• Provided data:
## Start

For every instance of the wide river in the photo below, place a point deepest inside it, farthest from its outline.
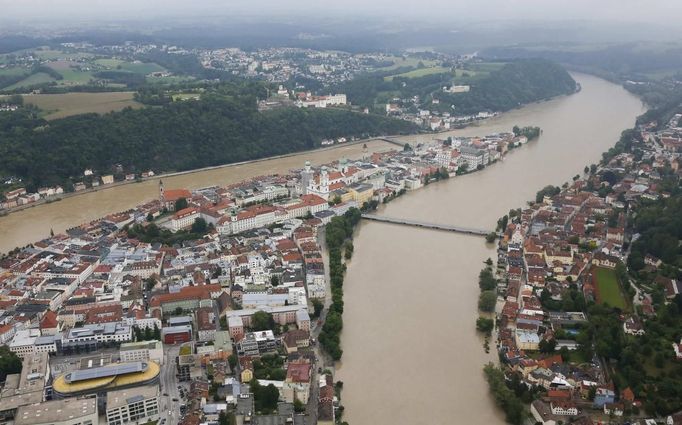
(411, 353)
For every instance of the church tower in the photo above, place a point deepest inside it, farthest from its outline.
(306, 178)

## End
## Start

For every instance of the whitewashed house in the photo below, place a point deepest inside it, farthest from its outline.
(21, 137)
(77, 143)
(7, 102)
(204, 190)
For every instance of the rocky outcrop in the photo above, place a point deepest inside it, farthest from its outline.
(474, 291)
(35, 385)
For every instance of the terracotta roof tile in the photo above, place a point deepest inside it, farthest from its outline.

## End
## Start

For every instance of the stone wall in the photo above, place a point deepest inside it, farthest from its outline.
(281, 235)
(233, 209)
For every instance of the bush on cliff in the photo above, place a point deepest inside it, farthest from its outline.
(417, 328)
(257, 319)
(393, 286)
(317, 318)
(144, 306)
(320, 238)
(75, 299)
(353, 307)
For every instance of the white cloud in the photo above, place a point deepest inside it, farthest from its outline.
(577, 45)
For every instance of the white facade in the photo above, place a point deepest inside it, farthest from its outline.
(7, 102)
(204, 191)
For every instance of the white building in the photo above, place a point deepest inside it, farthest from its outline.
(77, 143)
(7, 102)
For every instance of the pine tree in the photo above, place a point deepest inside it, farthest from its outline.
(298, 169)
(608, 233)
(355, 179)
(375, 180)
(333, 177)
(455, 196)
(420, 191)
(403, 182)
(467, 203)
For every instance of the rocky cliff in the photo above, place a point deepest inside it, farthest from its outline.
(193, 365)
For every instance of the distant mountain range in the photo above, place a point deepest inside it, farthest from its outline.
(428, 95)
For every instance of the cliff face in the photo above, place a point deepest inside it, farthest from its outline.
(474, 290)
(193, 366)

## End

• Your objective: Switch "rocky outcrop" to "stone ledge" in the entries starting at the line that contains "For every instance of the whitewashed" and ending at the line that contains "For every instance of the terracotta", then write out only those lines with everything else left unchanged.

• Response to this task:
For every instance of the whitewashed house in the photo below, place a point deepest inside it, farthest from its outline.
(21, 137)
(77, 143)
(7, 102)
(204, 190)
For every instance of the stone ledge in the photo above, place a point deepest inside it, farthest from its outline.
(474, 291)
(35, 385)
For every instance of the terracotta roof tile in the photo above, place a point deepest inside it, farthest from its outline.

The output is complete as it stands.